Task set:
A: Answer these questions using the text on the Domain Name System.
(i) In what year was the Domain Name System invented?
(ii) Under the older system, what file did each computer on the network retrieve from a computer at SRI?
(iii) Who significantly rewrote the DNS implementation in 1985 and renamed it BIND?
B: Render this sentence from the text on the Domain Name System in Spanish: "The growth of networking required a more scalable system that recorded a change in a host's address in one place only."
C: Transcribe the portion of the text on the Domain Name System between "The growth of" and "core DNS protocols.", inclusive.

The Domain Name System distributes the responsibility for assigning domain names and mapping them to IP networks by allowing an authoritative name server for each domain to keep track of its own changes, avoiding the need for a central register to be continually consulted and updated.
Additionally other arbitrary identifiers such as RFID tags, UPC codes, International characters in email addresses and host names, and a variety of other identifiers could all potentially utilize DNS [1].
The practice of using a name as a more human-legible abstraction of a machine's numerical address on the network predates even TCP/IP. This practice dates back to the ARPAnet era. Back then, a different system was used. The DNS was invented in 1983, shortly after TCP/IP was deployed. With the older system, each computer on the network retrieved a file called HOSTS.TXT from a computer at SRI (now SRI International)[2][3]. The HOSTS.TXT file mapped numerical addresses to names. A hosts file still exists on most modern operating systems, either by default or through configuration, and allows users to specify an IP address (eg. 208.77.188.166) to use for a hostname (eg. www.example.net) without checking DNS. Systems based on a hosts file have inherent limitations, because of the obvious requirement that every time a given computer's address changed, every computer that seeks to communicate with it would need an update to its hosts file.
The growth of networking required a more scalable system that recorded a change in a host's address in one place only. Other hosts would learn about the change dynamically through a notification system, thus completing a globally accessible network of all hosts' names and their associated IP Addresses.
At the request of Jon Postel, Paul Mockapetris invented the Domain Name system in 1983 and wrote the first implementation. The original specifications appear in RFC 882 and RFC 883. In November 1987, the publication of RFC 1034 and RFC 1035 updated the DNS specification and made RFC 882 and RFC 883 obsolete. Several more-recent RFCs have proposed various extensions to the core DNS protocols.
In 1984, four Berkeley students - Douglas Terry, Mark Painter, David Riggle and Songnian Zhou - wrote the first UNIX implementation, which was maintained by Ralph Campbell thereafter. In 1985, Kevin Dunlap of DEC significantly re-wrote the DNS implementation and renamed it BIND (Berkeley Internet Name Domain, previously: Berkeley Internet Name Daemon). Mike Karels, Phil Almquist and Paul Vixie have maintained BIND since then. BIND was ported to the Windows NT platform in the early 1990s.

(Records from a data source)
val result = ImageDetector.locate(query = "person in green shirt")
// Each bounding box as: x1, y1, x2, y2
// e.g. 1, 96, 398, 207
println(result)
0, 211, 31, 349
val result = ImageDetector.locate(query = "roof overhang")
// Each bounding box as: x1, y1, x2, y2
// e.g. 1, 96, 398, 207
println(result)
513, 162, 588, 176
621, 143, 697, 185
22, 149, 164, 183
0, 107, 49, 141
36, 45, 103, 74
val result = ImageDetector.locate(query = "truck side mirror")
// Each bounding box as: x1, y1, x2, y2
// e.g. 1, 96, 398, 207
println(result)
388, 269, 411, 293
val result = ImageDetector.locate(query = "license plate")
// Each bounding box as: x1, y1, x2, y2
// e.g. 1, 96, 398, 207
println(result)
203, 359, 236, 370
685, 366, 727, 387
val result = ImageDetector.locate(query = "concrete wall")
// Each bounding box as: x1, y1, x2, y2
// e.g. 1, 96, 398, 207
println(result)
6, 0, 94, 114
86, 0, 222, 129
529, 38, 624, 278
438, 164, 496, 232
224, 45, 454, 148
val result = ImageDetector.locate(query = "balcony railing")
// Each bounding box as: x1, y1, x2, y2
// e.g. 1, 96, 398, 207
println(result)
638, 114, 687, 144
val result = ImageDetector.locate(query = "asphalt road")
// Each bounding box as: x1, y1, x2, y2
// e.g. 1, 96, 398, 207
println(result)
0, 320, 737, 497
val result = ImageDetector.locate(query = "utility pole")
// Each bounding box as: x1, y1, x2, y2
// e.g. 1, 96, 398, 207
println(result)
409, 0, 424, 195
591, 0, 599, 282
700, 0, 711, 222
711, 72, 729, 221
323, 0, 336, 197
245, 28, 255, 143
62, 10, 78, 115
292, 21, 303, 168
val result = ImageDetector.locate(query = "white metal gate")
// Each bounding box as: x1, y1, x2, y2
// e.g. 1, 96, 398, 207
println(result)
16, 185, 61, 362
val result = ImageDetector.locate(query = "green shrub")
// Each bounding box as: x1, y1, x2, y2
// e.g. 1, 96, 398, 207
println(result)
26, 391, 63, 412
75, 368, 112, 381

Solutions to each task:
A:
(i) 1983
(ii) HOSTS.TXT
(iii) Kevin Dunlap of DEC

B: El crecimiento de las redes requería un sistema más escalable que registrara un cambio en la dirección de un host en un solo lugar.

C:
The growth of networking required a more scalable system that recorded a change in a host's address in one place only. Other hosts would learn about the change dynamically through a notification system, thus completing a globally accessible network of all hosts' names and their associated IP Addresses.
At the request of Jon Postel, Paul Mockapetris invented the Domain Name system in 1983 and wrote the first implementation. The original specifications appear in RFC 882 and RFC 883. In November 1987, the publication of RFC 1034 and RFC 1035 updated the DNS specification and made RFC 882 and RFC 883 obsolete. Several more-recent RFCs have proposed various extensions to the core DNS protocols.